TASK INPUT:
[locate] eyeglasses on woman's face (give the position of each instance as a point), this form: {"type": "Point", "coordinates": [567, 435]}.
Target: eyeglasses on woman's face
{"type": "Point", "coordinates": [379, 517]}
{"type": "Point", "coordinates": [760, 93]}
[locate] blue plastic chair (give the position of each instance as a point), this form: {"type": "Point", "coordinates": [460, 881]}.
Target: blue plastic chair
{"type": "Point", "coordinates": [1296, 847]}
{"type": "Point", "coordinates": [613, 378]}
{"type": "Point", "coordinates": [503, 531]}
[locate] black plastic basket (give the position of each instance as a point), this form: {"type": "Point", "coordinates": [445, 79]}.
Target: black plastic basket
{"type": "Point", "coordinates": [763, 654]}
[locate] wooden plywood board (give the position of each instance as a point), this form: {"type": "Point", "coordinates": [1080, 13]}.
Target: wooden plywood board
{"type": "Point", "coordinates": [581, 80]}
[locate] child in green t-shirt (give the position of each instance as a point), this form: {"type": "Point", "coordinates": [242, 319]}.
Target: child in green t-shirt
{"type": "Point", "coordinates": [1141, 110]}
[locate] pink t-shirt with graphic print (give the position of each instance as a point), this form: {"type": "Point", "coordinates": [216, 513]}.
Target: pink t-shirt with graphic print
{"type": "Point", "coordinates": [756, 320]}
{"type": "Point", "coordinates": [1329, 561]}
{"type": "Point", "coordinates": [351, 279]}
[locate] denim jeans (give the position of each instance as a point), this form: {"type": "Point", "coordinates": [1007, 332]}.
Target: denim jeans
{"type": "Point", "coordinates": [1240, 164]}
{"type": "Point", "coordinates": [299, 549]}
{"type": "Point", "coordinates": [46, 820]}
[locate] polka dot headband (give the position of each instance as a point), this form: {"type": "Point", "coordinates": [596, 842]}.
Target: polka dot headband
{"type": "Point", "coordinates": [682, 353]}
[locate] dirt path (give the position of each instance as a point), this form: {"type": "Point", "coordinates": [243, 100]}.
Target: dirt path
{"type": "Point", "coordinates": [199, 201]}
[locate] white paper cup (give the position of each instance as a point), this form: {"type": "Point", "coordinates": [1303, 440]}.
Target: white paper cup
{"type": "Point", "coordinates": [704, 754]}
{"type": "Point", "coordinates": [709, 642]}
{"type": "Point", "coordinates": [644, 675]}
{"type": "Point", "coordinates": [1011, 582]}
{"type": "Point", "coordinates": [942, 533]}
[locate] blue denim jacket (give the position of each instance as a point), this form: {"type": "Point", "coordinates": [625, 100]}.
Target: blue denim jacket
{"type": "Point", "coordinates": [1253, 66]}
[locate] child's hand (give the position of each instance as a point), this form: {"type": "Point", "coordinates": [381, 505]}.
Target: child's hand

WHAT THE TASK REQUIRES: Only the lines from the one containing "Target: white paper cup" through the last line of the records above are to be reproduced, exactly and with both ends included.

WRITTEN SOLUTION:
Target: white paper cup
{"type": "Point", "coordinates": [704, 754]}
{"type": "Point", "coordinates": [709, 642]}
{"type": "Point", "coordinates": [644, 675]}
{"type": "Point", "coordinates": [1011, 582]}
{"type": "Point", "coordinates": [942, 533]}
[locate] blue denim jacket (give the position of each instance as a point), this form: {"type": "Point", "coordinates": [625, 100]}.
Target: blue denim jacket
{"type": "Point", "coordinates": [1253, 66]}
[locate] child's hand (give the position of each instance as a point), this form: {"type": "Point", "coordinates": [381, 505]}.
Target: child's hand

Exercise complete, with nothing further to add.